◆ **Directions**
**a)** Answer these questions from the text on relevance judgments:
(i) To what does the text attribute the major disagreements found in the 2013 experiment?
(ii) For what were the results of that experiment used?
(iii) In the analysis of non-assessed documents, what three ways of treating unassessed documents were compared?
**b)** Repeat the passage from the text on relevance judgments that begins at the words "Our 2013 experiment" and stops after "or biomedical tasks.".

◆ **Extracted text**
Our 2013 experiment on the effect of medical expertise on relevance judgment showed that the major disagreements were due to the nature and definition of relevance rather than the medical content, and that clearer guidelines could lead to better agreement. The results of this experiment were used to design better guidelines for the relevance judgment within the 2014 evaluation campaign. Moreover, this task targets patients, so it is arguably feasible for the relevance judgments to be made by IR experts, whose medical knowledge is close to patients. This wouldn’t be the case with more specialized tasks such as clinical or biomedical tasks.

The analysis of the effect of the relevance of non-assessed documents on 2013 participants’ results was conducted by observing the results of the participants when the unassessed documents were considered as non-relevant (standard approach), relevant (worst-case scenario) or partly relevant (a subset). For the three approaches, we observed only minor changes in the results. One could wonder if the amount of unjudged documents could have a negative effect on methods such as query expansion, aimed at finding additional relevant documents. However, this experiment shows that unjudged documents might not be the only reason that these methods degrade performance.

◆ **Supplied records**
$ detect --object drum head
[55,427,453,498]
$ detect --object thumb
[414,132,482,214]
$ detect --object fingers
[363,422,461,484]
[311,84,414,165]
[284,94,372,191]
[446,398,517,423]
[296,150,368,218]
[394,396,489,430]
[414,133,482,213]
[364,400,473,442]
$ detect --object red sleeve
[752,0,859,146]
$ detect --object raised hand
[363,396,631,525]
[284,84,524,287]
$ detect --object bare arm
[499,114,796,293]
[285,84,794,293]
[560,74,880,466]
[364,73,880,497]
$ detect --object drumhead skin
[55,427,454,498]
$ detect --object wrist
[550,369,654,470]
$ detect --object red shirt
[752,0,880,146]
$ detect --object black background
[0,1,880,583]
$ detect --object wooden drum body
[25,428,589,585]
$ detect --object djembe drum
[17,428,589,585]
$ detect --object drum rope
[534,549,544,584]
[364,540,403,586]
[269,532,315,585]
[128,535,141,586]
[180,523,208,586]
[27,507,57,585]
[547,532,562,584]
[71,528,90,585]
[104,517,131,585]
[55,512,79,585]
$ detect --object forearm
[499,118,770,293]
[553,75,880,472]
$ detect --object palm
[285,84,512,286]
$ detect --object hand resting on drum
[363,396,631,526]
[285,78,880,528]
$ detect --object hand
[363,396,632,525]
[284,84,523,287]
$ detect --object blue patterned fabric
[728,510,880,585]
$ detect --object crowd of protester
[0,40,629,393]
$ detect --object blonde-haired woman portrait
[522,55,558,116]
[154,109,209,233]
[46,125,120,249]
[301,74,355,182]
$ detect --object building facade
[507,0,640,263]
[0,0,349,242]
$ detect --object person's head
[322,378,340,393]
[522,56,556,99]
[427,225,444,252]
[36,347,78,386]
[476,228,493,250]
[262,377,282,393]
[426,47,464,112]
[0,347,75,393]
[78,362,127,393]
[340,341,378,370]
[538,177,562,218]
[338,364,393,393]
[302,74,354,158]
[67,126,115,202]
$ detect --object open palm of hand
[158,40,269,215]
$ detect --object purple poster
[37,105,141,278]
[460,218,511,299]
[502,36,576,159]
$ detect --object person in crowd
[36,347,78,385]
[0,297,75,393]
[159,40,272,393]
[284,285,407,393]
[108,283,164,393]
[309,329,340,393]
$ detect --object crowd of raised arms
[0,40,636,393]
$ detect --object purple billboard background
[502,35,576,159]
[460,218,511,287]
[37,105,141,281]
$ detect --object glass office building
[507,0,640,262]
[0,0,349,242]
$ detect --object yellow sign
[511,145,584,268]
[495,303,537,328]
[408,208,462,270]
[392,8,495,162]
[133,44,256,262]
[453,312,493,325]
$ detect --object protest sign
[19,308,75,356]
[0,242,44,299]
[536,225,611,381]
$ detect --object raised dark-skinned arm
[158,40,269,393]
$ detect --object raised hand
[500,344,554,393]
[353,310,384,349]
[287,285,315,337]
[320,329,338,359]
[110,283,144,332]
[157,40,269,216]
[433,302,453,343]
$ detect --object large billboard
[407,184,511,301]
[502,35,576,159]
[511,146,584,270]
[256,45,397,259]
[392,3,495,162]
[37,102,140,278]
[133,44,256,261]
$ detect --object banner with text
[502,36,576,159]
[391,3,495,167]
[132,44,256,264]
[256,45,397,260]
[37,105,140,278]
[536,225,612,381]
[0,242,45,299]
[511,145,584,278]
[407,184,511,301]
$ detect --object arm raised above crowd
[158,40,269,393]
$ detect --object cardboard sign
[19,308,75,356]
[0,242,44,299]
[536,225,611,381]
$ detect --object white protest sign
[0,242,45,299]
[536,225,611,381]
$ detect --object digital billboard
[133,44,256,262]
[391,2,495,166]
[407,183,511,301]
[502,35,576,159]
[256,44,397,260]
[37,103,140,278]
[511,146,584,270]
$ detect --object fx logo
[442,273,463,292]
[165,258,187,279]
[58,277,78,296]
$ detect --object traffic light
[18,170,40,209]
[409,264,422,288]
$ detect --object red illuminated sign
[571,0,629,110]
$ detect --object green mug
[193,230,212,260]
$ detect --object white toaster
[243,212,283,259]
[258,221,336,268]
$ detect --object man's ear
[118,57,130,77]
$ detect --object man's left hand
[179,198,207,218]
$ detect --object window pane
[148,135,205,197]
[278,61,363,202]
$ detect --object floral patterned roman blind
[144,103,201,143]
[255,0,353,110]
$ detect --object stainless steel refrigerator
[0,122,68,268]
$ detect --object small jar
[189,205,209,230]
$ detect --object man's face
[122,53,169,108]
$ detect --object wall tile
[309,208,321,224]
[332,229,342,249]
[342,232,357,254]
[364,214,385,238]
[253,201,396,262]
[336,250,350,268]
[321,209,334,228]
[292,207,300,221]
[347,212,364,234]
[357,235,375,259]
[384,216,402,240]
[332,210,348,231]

◆ **Answer list**
**a)**
(i) To the nature and definition of relevance rather than the medical content.
(ii) To design better guidelines for the relevance judgment within the 2014 evaluation campaign.
(iii) As non-relevant (standard approach), as relevant (worst-case scenario) and as partly relevant (a subset).

**b)**
Our 2013 experiment on the effect of medical expertise on relevance judgment showed that the major disagreements were due to the nature and definition of relevance rather than the medical content, and that clearer guidelines could lead to better agreement. The results of this experiment were used to design better guidelines for the relevance judgment within the 2014 evaluation campaign. Moreover, this task targets patients, so it is arguably feasible for the relevance judgments to be made by IR experts, whose medical knowledge is close to patients. This wouldn’t be the case with more specialized tasks such as clinical or biomedical tasks.